Assignment: Copy all of the data that follows without altering a word.

Supplied data:
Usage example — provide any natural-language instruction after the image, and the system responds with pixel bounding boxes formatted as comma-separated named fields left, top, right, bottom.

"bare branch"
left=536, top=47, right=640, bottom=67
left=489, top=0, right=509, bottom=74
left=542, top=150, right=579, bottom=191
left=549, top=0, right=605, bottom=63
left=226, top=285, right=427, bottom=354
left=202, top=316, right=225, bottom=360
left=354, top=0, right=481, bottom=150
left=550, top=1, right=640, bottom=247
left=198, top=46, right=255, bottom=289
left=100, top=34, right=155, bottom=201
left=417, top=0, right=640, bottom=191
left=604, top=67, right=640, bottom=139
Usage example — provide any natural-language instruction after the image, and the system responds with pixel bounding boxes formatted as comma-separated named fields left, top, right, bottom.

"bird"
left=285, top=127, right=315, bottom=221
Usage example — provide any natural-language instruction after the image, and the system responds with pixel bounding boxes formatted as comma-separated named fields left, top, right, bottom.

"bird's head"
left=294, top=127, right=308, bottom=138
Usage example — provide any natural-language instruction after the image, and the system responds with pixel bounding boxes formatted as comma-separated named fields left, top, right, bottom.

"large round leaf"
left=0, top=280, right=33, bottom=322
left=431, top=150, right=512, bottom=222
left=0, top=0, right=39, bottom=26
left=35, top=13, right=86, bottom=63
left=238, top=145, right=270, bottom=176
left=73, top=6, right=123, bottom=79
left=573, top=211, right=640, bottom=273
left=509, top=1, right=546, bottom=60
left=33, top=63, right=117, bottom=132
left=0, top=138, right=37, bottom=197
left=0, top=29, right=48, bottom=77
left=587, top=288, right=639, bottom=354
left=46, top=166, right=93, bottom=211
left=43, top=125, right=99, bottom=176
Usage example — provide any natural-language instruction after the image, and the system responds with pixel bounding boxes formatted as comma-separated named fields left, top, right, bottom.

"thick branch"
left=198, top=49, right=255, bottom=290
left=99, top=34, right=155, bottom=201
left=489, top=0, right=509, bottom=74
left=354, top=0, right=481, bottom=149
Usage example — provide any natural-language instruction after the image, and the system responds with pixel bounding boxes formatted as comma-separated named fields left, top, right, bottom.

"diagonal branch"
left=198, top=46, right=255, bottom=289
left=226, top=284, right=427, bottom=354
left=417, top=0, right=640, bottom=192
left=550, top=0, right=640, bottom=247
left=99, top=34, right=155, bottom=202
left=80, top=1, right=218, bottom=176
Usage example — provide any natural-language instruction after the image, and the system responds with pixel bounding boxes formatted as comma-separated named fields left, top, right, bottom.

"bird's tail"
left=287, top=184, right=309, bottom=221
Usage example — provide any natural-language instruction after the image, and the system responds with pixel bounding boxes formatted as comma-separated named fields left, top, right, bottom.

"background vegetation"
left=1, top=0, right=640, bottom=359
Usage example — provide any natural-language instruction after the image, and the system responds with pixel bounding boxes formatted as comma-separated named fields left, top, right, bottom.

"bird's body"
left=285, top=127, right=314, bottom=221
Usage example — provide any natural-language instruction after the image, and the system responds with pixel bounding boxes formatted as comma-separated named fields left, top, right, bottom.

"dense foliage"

Problem solution:
Usage example — provide any natural-language instruction after the image, and the system responds with pixel bounding boxes formatted as comma-separated named fields left, top, right, bottom.

"bare branch"
left=536, top=47, right=640, bottom=67
left=489, top=0, right=509, bottom=74
left=542, top=150, right=579, bottom=191
left=549, top=0, right=605, bottom=63
left=226, top=285, right=427, bottom=354
left=202, top=316, right=225, bottom=360
left=354, top=0, right=481, bottom=150
left=550, top=1, right=640, bottom=247
left=198, top=46, right=255, bottom=289
left=100, top=34, right=155, bottom=201
left=417, top=0, right=640, bottom=191
left=604, top=67, right=640, bottom=139
Usage example — provide any natural-language instruction after the image, and the system responds with pixel bounding boxes formatted as comma-separated named fields left, top, right, bottom.

"bird"
left=285, top=127, right=315, bottom=221
Usage example — provide any natural-language instruction after the image, and the system responds with pixel bounding boxes formatted as comma-separated named fields left, top, right, bottom.

"bird's head"
left=294, top=127, right=308, bottom=138
Usage example — provide any natural-language instruction after the image, and the system responds with pixel bounding boxes formatted as comma-separated named fields left, top, right, bottom.

"large round leaf"
left=0, top=280, right=33, bottom=322
left=431, top=150, right=512, bottom=222
left=0, top=0, right=39, bottom=26
left=35, top=13, right=86, bottom=63
left=238, top=145, right=270, bottom=176
left=73, top=6, right=123, bottom=79
left=573, top=211, right=640, bottom=273
left=509, top=1, right=546, bottom=60
left=33, top=63, right=117, bottom=132
left=0, top=138, right=37, bottom=197
left=0, top=29, right=48, bottom=77
left=587, top=288, right=639, bottom=354
left=46, top=166, right=93, bottom=211
left=43, top=125, right=99, bottom=176
Usage example — provide any natural-language instruction after the image, and the system responds with pixel bounding boxes formatted as comma-separated named fields left, top, right, bottom.

"thick branch"
left=198, top=49, right=255, bottom=290
left=99, top=34, right=155, bottom=201
left=489, top=0, right=509, bottom=74
left=354, top=0, right=481, bottom=149
Usage example — provide any natural-language instruction after the image, and the system responds with pixel bounding boxes formatted as comma-separated named fields left, top, right, bottom.

"diagonal branch"
left=198, top=46, right=255, bottom=289
left=226, top=284, right=427, bottom=354
left=417, top=0, right=640, bottom=192
left=550, top=0, right=640, bottom=247
left=99, top=34, right=155, bottom=202
left=80, top=1, right=218, bottom=176
Usage example — provide any natural-language instruction after the image, and the system responds with pixel bounding boxes formatted as comma-separated named fields left, top, right, bottom.

"bird's tail"
left=287, top=184, right=309, bottom=221
Usage example — provide any natural-language instruction after the image, and the system responds with pixel bounding boxes formatted as comma-separated named fields left, top, right, bottom.

"background vegetation"
left=1, top=0, right=640, bottom=359
Usage example — provide any natural-language instruction after the image, and the system responds with pixel bounding boxes formatted as comma-separated named fields left, top, right, bottom.

"bird's body"
left=285, top=127, right=314, bottom=221
Usage example — provide any natural-language instruction after the image, and the system responds with pixel bounding boxes formatted as comma-separated named fields left, top, right, bottom.

"dense foliage"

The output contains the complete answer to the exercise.